Write out the entries again. Match each one exactly.

→ Data for the task
+---+

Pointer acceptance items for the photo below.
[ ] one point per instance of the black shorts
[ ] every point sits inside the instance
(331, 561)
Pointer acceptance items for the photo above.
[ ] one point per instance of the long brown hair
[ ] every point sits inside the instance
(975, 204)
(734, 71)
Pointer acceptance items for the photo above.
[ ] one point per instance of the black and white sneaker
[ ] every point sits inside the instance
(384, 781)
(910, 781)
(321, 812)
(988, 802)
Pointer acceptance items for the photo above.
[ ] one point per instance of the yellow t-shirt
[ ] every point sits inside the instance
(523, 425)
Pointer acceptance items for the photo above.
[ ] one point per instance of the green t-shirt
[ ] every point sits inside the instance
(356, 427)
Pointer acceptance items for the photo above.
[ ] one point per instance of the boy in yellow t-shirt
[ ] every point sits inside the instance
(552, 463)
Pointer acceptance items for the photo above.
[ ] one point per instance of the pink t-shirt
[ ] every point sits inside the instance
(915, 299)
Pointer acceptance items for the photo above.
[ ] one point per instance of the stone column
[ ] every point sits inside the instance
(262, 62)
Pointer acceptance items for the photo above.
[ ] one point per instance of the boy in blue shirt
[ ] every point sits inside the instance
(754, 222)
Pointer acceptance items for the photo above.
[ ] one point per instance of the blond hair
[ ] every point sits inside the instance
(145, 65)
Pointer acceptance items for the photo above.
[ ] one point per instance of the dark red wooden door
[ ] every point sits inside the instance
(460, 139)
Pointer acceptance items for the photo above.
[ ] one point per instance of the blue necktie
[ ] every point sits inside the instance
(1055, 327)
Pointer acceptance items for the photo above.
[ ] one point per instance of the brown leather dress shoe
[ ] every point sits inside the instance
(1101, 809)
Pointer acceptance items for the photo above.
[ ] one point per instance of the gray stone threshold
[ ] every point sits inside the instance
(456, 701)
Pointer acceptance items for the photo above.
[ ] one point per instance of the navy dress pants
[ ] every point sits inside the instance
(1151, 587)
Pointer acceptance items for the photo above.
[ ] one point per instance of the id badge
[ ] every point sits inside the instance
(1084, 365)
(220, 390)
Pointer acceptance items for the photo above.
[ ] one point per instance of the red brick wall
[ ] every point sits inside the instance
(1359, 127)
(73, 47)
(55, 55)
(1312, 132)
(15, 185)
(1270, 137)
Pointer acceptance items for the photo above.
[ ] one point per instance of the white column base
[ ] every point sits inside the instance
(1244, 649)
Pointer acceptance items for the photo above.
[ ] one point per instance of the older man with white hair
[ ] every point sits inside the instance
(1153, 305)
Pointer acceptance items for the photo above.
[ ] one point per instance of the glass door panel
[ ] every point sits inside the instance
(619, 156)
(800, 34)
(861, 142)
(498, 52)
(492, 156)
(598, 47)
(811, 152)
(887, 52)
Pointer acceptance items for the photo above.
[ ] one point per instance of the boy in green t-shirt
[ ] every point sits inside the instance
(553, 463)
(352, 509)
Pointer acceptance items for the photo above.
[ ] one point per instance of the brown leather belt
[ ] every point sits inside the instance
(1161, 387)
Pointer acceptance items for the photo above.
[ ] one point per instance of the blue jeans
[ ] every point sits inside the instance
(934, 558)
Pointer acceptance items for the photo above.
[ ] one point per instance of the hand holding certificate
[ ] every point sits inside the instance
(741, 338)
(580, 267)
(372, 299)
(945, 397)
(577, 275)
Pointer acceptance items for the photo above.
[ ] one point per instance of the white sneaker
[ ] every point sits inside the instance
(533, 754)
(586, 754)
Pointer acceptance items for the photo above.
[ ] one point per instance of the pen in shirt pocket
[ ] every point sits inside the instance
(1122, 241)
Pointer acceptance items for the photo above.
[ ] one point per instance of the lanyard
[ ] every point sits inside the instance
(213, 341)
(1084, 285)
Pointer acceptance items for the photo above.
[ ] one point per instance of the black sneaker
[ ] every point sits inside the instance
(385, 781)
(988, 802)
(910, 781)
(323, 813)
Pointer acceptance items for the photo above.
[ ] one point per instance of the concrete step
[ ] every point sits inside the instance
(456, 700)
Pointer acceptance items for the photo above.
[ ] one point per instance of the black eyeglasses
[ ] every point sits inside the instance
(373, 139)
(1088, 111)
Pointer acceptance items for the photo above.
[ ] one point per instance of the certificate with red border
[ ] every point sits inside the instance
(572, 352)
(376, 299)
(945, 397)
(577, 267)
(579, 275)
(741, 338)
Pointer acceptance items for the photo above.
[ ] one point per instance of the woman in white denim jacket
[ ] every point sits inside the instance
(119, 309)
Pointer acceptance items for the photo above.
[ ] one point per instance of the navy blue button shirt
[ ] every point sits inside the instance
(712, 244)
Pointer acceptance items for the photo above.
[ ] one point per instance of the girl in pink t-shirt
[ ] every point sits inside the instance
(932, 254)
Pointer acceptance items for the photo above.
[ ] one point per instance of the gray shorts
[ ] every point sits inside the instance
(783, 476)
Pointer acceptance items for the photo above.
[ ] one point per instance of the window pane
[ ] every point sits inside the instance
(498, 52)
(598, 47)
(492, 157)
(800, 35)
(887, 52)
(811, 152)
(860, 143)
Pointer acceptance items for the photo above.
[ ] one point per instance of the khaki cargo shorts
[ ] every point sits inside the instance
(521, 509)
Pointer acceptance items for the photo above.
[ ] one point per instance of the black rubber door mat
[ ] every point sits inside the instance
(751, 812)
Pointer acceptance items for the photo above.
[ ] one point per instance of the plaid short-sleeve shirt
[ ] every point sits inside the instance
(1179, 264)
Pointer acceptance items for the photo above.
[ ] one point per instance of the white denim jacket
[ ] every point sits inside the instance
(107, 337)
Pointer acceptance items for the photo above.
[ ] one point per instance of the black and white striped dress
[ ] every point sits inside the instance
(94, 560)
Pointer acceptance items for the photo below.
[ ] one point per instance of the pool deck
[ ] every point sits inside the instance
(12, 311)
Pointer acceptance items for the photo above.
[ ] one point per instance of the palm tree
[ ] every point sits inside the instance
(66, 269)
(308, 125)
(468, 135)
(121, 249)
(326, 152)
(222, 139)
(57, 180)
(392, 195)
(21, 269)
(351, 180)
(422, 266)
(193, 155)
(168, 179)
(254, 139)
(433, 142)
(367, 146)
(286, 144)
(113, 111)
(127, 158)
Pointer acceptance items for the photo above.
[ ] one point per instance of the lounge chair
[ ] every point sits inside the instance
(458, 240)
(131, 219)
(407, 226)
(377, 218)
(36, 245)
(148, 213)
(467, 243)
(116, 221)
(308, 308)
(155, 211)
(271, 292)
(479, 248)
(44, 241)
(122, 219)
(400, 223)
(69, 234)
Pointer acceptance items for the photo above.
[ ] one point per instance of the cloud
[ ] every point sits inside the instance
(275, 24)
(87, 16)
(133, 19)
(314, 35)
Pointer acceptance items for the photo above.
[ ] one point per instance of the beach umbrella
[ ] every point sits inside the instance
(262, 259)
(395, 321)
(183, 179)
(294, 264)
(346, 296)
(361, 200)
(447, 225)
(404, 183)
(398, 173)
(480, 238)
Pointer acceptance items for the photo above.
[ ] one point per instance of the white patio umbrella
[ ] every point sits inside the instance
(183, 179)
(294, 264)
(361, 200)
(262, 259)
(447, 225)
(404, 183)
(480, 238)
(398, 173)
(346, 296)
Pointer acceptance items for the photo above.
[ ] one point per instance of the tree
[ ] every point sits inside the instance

+---+

→ Exercise result
Pointer acceptance items for the photo below.
[ ] one point per instance of the black shorts
[ ] every point sits inside the instance
(331, 561)
Pointer acceptance items for the photo above.
[ ] one point per instance of the long brown hair
[ ] every point sits inside the instance
(975, 204)
(734, 71)
Pointer acceptance items for the photo above.
[ ] one point per instance of the black and white sneaker
[ ] every point sits inside the instance
(384, 781)
(910, 781)
(321, 812)
(988, 802)
Pointer acceptance items for the photo above.
[ ] one point per instance of the yellow t-shirt
[ ] every point sits inside the instance
(523, 425)
Pointer acceptance items for the photo above.
[ ] one point per instance of the green t-shirt
[ ] every point sits inside the instance
(356, 427)
Pointer acceptance items for the photo above.
[ ] one point per instance of the boy in yellow t-shirt
[ ] every point sits inside the instance
(552, 463)
Pointer acceptance items for the photo above.
[ ] one point per instance of the pink t-shirt
[ ] every point sits inside the instance
(915, 299)
Pointer acceptance items for the photo above.
[ ] one point per instance of the stone column
[ ] every point sits inside the instance
(262, 62)
Pointer acceptance items for the photo above.
[ ] one point per instance of the boy in blue shirt
[ ] every point sits inside the instance
(754, 222)
Pointer acceptance items for the photo above.
[ ] one point per instance of the blond hair
[ ] every point sits inside the instance
(145, 65)
Pointer acceptance items for the photo above.
[ ] one point per instance of the dark red wooden door
[ ] every point sits inside the instance
(460, 139)
Pointer acceptance items for the photo above.
[ ] one point per instance of the blue necktie
[ ] every point sits inside the instance
(1055, 327)
Pointer acceptance items for the photo above.
[ ] one point per instance of the brown leather dress shoe
[ ] every point sits inside the instance
(1101, 809)
Pointer acceptance items for the photo above.
[ ] one point per instance of the gray stone threshold
[ ] every point sits inside the instance
(456, 701)
Pointer acceptance items for the photo above.
[ ] one point per instance of the navy dress pants
[ ] every point sits inside the instance
(1151, 587)
Pointer acceptance items for the photo above.
[ ] one point per instance of the id badge
[ ] every point sits inside the instance
(1084, 365)
(220, 390)
Pointer acceptance items for the photo above.
[ ] one point per instance of the red brick wall
[ ] every point sits inside the instance
(1359, 127)
(73, 47)
(55, 55)
(1312, 132)
(15, 185)
(1270, 137)
Pointer acceptance items for the photo above.
[ ] one point per instance of the white column base
[ ] every point sits inside the instance
(1244, 649)
Pointer acceptance items for the photo above.
[ ] one point per instance of the older man with white hair
[ ] every point sits inside the instance
(1153, 305)
Pointer acceptance items for the photo above.
[ ] one point per instance of the glass door panel
[ ] every point sits inside the instance
(619, 156)
(800, 34)
(861, 142)
(498, 52)
(492, 156)
(598, 47)
(811, 152)
(887, 52)
Pointer acceptance items for the photo above.
[ ] one point per instance of the boy in green t-shirt
[ ] every point sits inside the instance
(553, 463)
(352, 509)
Pointer acceptance items for the photo above.
[ ] one point per instance of the brown leather belt
[ ] every point sits inside the instance
(1161, 387)
Pointer acceptance items for the photo above.
[ ] one point per instance of the blue jeans
[ ] every point sits inside the instance
(934, 558)
Pointer acceptance items for the photo above.
[ ] one point per instance of the hand holding certificate
[ ] every point sits inside the instance
(741, 338)
(580, 267)
(372, 299)
(945, 397)
(577, 275)
Pointer acceptance items for the photo above.
[ ] one point per instance of the white sneaker
[ ] every point sits inside the instance
(533, 754)
(586, 754)
Pointer acceptance items for the photo above.
[ ] one point per instance of the pen in shirt pocket
[ ] every point sits inside the instance
(1122, 241)
Pointer acceptance items for the photo above.
[ ] one point per instance of the lanyard
[ ] every point sits inside the instance
(213, 341)
(1084, 285)
Pointer acceptance items for the photo above.
[ ] one point per instance of the black sneaker
[ ] every point sits inside the instance
(385, 781)
(988, 802)
(910, 781)
(323, 813)
Pointer acceptance items for the photo above.
[ ] one point per instance of the concrete step
[ ] every point sits inside the instance
(456, 700)
Pointer acceptance items for the photo above.
[ ] one point per instance of the black eyeglasses
[ ] every point sits inside the instance
(373, 139)
(1088, 111)
Pointer acceptance items for the photo above.
[ ] one point per instance of the certificate with red border
[ ] every point sits inside the instance
(572, 352)
(376, 299)
(945, 397)
(577, 267)
(579, 275)
(741, 338)
Pointer acceptance items for the photo above.
[ ] one point per instance of the woman in white denim jacket
[ ] every point sits inside the instance
(119, 309)
Pointer acceptance items for the photo above.
[ ] one point per instance of the navy blue button shirt
[ ] every point sits inside the instance
(712, 244)
Pointer acceptance items for the photo above.
[ ] one point per instance of the girl in pink t-shirt
[ ] every point sits inside the instance
(932, 254)
Pointer acceptance items for the photo above.
[ ] one point per instance of the gray shorts
[ ] every point sits inside the instance
(783, 476)
Pointer acceptance items for the photo above.
[ ] one point per instance of the window pane
[ ] every point sits inside the instance
(498, 52)
(598, 47)
(492, 157)
(800, 35)
(887, 52)
(811, 152)
(860, 143)
Pointer acceptance items for the photo above.
[ ] one point per instance of the khaki cargo shorts
[ ] every point sits inside the instance
(521, 509)
Pointer acceptance items for the photo above.
[ ] one point per instance of the black rubber door mat
[ ] every point sits inside the instance
(751, 812)
Pointer acceptance items for the photo above.
[ ] one point per instance of the plaid short-sleeve shirt
[ ] every point sits inside the instance
(1179, 264)
Pointer acceptance items for the photo above.
[ ] one point per instance of the white denim jacket
[ ] every point sits inside the instance
(107, 337)
Pointer acceptance items for the photo above.
[ ] one point per instance of the black and white striped dress
[ ] every point sits inside the instance
(94, 560)
Pointer acceptance items for the photo below.
[ ] one point per instance of the pool deck
[ ] every point sits inside the instance
(12, 311)
Pointer acceptance items for the photo above.
[ ] one point per instance of the palm tree
[ ] every point sits inside the instance
(66, 269)
(308, 125)
(468, 135)
(121, 249)
(326, 152)
(222, 139)
(57, 180)
(392, 195)
(21, 269)
(351, 180)
(422, 266)
(193, 155)
(168, 179)
(254, 139)
(433, 142)
(367, 146)
(286, 144)
(113, 111)
(127, 158)
Pointer acceptance items for the photo above.
[ ] one point per instance of the lounge chair
[ ] every point sits inside the instance
(458, 240)
(131, 219)
(407, 226)
(377, 218)
(36, 245)
(148, 213)
(467, 243)
(116, 221)
(308, 308)
(155, 211)
(271, 292)
(479, 248)
(44, 241)
(122, 219)
(400, 223)
(69, 234)
Pointer acceptance items for the photo above.
[ ] one point per instance of the cloud
[ ] every point sits inside the instance
(275, 24)
(87, 16)
(133, 19)
(314, 35)
Pointer acceptance items for the photo above.
[ ] one point per instance of the beach umbrella
[ ] every point sits inside the instance
(262, 259)
(395, 321)
(183, 179)
(294, 264)
(346, 296)
(361, 200)
(447, 225)
(404, 183)
(398, 173)
(480, 238)
Pointer acceptance items for the photo above.
[ ] one point per instance of the white patio umbrella
[ ] every point sits inside the instance
(183, 179)
(294, 264)
(361, 200)
(262, 259)
(447, 225)
(404, 183)
(480, 238)
(398, 173)
(346, 296)
Pointer acceptance items for the photo above.
[ ] one point per instance of the tree
[ ] every point sits inside the instance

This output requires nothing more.